> TASK ITEM: In the text on transfection and Western blot analyses, how long were the transfected cells incubated, and at what temperature and CO₂ level?

> SOURCE EXTRACT:

Transfection and Western blot analyses

Cos-7 cells (1 × 10⁶ cells/well) were transfected by electroporation with DMOMP and DMCNP at concentrations of 2, 5, and 10 μg using the Amaxa Cell Line Nucleofector kit-R. Transfected cells were incubated for 48 hours at 37°C with 5% CO₂, after which they were washed in PBS and fixed using 10% trichloroacetic acid, followed by successive washing with 70%, 90%, and 100% ethanol with a final wash in 1× tris buffered saline and tween 20. Cells were blocked for 30 minutes in blocking buffer (3% dry milk in 1× tris buffered saline), washed in PBS and then incubated for 1 hour with goat anti-C. trachomatis polyclonal antibodies followed by a secondary FITC rabbit anti-Goat IgG (H+L) antibody. For some experiments cells were stained with DAPI combined with anti-fade (Invitrogen) mounting solution. Immunofluorescence of cells was visualized using a Nikon Eclipse Ti-U microscope (Nikon Instruments, Melville, New York, USA).

> RECORDS SHOWN:
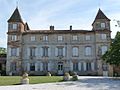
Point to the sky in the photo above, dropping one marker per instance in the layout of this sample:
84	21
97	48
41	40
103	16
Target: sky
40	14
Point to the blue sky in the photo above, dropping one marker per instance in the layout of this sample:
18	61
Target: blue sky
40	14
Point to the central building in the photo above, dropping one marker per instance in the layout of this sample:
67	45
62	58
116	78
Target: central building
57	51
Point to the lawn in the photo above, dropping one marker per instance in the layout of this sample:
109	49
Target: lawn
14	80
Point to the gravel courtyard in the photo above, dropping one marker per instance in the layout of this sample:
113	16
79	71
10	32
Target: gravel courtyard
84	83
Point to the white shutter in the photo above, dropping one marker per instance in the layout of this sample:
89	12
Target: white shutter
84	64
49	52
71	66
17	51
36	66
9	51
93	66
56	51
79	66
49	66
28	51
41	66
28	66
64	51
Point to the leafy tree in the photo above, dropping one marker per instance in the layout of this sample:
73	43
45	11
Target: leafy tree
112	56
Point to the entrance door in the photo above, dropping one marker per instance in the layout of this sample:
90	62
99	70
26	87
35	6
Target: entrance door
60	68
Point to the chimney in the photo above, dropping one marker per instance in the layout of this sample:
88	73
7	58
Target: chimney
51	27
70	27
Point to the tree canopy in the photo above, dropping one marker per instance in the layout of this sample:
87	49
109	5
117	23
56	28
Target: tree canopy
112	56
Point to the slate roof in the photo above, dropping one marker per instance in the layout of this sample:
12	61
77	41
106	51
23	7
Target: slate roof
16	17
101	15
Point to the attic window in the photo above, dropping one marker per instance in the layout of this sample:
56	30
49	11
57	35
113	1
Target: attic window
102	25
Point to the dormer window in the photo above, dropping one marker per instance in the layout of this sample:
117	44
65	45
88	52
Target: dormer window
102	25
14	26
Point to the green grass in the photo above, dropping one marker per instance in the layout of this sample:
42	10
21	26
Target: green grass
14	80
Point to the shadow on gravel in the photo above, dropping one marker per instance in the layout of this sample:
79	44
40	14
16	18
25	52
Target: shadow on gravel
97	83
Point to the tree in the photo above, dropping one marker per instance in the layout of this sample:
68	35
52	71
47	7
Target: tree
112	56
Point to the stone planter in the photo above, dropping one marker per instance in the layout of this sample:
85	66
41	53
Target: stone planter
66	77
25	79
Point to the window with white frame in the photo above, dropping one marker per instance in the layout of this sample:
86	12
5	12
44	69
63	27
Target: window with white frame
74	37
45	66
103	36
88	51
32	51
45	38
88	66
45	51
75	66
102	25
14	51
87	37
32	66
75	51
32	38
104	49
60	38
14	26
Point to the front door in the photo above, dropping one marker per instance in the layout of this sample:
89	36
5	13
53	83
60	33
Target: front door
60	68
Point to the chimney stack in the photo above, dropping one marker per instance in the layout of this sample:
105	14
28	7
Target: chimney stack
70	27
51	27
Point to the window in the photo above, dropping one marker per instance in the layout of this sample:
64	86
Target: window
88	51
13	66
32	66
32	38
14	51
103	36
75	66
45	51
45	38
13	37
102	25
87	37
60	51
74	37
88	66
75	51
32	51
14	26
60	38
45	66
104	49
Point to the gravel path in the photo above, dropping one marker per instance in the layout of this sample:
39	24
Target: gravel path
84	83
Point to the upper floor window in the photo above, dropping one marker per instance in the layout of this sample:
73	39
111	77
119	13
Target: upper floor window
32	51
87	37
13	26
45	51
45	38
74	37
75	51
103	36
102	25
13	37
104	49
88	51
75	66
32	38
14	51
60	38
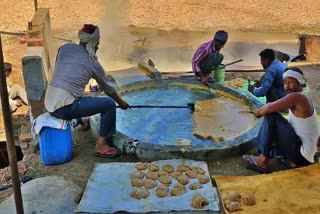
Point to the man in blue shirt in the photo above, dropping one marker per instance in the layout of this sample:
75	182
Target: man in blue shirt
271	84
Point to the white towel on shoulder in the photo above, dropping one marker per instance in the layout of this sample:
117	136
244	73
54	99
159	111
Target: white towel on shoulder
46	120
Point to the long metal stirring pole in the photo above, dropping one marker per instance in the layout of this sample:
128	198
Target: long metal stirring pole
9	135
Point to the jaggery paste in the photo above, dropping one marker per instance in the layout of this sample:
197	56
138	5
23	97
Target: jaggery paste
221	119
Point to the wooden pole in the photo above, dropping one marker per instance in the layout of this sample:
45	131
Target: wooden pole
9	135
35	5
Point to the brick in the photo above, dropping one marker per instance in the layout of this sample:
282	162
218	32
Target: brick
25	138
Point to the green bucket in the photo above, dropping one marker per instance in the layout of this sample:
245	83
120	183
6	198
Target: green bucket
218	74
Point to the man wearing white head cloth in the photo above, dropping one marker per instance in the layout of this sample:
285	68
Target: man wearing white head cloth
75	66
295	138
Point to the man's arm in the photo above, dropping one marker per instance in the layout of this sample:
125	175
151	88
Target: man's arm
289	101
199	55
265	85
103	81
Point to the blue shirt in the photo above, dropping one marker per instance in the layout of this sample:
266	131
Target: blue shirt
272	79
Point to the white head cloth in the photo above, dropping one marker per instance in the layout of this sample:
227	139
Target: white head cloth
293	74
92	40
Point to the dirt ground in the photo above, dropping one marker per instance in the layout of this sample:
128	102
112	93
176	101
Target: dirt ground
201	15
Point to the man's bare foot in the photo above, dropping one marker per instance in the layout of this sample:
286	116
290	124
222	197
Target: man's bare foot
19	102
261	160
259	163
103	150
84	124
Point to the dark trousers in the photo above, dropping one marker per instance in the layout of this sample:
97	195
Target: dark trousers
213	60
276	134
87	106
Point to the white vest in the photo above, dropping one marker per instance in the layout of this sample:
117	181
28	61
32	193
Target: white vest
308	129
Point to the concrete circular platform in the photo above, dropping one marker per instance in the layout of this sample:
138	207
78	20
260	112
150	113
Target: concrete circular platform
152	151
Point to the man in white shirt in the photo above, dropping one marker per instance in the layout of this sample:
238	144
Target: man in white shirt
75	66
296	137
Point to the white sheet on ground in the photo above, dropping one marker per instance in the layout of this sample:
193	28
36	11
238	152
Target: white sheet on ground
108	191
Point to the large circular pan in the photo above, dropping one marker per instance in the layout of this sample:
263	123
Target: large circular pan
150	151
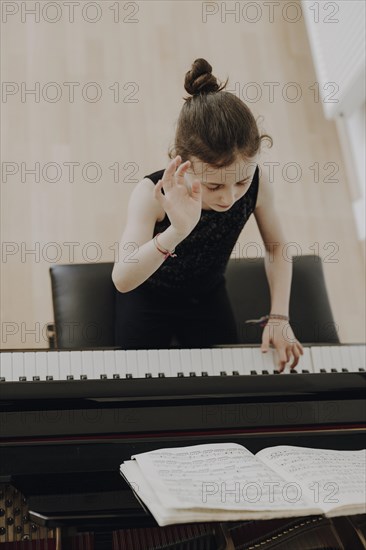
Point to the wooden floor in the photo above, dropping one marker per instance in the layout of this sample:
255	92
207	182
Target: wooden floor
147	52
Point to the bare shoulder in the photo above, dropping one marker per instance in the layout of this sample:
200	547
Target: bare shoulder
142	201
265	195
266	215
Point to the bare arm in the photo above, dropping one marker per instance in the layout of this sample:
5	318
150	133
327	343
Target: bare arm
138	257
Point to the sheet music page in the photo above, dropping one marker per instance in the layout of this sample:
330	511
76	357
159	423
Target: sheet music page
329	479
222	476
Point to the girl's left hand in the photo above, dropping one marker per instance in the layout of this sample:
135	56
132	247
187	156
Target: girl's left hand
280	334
---
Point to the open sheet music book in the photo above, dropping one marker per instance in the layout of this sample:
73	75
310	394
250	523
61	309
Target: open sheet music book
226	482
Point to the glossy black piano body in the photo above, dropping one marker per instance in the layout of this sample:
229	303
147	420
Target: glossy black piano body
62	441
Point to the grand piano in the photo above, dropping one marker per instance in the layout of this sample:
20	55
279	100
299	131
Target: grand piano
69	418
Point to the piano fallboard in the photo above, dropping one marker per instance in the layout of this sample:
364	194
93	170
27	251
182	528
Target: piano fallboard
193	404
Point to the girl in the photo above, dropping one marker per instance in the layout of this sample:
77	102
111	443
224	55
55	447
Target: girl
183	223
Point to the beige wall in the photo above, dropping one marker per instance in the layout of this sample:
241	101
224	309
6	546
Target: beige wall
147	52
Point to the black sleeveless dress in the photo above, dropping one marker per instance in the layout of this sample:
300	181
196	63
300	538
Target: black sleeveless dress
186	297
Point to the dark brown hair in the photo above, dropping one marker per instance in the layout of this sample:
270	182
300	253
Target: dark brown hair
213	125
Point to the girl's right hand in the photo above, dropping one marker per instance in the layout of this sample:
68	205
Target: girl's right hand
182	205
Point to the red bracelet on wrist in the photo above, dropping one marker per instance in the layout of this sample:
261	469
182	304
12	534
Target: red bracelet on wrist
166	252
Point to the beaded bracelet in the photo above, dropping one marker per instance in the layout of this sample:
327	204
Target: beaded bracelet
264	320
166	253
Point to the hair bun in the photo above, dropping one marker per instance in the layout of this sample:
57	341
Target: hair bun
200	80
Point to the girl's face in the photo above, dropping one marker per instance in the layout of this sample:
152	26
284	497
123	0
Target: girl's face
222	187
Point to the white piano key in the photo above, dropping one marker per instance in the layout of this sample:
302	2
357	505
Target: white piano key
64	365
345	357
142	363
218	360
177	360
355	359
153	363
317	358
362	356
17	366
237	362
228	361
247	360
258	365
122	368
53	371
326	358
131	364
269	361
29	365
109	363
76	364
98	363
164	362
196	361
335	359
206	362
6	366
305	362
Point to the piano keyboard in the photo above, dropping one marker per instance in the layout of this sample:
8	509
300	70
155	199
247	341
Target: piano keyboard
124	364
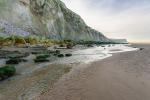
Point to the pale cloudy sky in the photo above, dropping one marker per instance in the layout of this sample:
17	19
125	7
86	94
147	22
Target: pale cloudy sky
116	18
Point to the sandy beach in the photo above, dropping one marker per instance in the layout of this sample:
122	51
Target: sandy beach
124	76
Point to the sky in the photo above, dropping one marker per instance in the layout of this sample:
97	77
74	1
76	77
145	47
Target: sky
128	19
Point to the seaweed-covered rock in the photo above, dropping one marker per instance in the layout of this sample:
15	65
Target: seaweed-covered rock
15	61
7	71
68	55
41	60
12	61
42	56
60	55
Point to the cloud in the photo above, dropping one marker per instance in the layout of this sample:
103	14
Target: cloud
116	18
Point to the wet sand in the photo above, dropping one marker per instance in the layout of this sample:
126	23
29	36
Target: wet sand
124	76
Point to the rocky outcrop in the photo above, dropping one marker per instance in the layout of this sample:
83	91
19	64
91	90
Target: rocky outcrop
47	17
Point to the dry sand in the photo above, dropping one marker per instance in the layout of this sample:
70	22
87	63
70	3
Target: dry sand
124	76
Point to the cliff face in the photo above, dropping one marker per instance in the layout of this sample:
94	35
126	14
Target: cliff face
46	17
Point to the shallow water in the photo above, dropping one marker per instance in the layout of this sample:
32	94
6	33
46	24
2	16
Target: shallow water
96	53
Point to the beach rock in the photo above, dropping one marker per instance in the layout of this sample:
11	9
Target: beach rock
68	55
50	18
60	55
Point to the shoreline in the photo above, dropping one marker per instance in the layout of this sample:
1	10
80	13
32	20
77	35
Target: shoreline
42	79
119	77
==
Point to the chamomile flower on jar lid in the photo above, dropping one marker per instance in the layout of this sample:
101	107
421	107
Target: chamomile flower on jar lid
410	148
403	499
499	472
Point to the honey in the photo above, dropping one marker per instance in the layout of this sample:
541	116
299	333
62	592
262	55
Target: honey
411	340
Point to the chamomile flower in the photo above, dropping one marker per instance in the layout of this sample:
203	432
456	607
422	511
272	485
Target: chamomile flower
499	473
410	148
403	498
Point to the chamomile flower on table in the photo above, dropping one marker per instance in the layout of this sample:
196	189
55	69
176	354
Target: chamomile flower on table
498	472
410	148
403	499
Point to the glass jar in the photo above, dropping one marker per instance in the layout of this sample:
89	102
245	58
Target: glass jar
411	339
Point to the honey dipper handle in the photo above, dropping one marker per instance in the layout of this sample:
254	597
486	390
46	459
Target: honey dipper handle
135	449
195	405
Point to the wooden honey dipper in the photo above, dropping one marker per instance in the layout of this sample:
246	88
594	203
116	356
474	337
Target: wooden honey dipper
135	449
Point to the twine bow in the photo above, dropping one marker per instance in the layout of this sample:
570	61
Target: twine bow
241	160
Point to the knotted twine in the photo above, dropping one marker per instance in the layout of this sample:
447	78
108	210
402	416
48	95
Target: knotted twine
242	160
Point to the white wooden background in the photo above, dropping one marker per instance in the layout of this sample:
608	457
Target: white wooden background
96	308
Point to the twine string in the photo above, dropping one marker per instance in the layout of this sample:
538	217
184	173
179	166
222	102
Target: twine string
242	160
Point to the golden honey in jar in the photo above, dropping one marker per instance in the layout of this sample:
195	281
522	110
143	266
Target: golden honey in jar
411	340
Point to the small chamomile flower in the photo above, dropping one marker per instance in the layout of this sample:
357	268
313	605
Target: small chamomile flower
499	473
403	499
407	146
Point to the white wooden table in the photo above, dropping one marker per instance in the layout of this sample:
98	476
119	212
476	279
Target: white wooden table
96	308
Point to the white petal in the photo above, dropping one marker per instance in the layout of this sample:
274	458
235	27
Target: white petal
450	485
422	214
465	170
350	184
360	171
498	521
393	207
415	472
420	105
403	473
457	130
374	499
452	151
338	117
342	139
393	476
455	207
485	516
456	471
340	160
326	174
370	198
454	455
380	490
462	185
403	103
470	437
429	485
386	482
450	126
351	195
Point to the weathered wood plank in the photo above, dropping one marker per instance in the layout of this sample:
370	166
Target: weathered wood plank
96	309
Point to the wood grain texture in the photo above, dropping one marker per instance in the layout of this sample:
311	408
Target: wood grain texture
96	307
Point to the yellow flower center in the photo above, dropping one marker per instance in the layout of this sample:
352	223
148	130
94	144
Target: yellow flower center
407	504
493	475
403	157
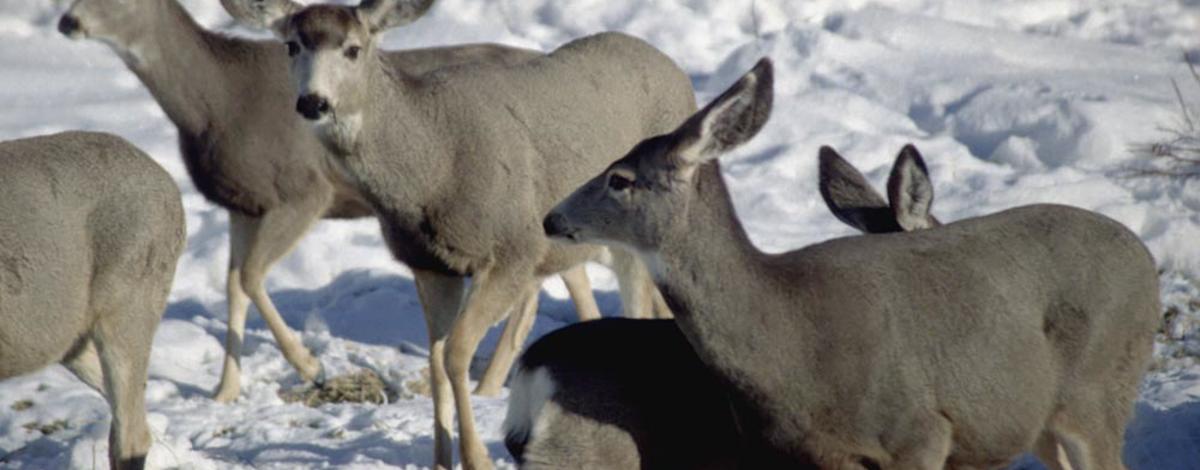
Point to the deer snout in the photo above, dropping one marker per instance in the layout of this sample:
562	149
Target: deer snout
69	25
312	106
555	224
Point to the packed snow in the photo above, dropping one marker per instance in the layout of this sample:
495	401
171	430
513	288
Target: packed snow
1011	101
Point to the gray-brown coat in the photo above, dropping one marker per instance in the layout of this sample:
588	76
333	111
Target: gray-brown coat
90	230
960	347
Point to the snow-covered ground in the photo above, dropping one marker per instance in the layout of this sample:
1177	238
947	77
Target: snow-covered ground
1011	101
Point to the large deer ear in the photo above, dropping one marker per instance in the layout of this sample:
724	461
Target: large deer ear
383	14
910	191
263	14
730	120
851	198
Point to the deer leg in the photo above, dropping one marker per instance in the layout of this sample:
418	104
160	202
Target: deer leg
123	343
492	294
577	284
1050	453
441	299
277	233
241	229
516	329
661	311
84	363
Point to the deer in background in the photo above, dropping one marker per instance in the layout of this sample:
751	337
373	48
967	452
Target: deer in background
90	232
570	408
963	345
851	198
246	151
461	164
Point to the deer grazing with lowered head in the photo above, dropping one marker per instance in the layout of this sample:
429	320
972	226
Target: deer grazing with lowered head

> SOLUTION TO THIS PROBLEM: For 48 hours at 37°C with 5% CO₂.